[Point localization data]
....

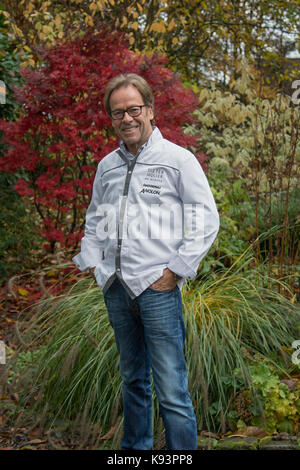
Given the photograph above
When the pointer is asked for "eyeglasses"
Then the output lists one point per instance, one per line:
(133, 111)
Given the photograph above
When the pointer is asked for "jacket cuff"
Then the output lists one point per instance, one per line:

....

• [TASK] Without the pictures, give every line of the data again, exactly as written.

• [SOLUTION BELOW]
Given the photograph above
When the pointer is asked for "eyeglasses"
Then the output lists one point per instance, one per line:
(133, 111)
Given the photograph above
When the pointer is asked for "jacket cuff"
Then the output lists one point per instance, one per line:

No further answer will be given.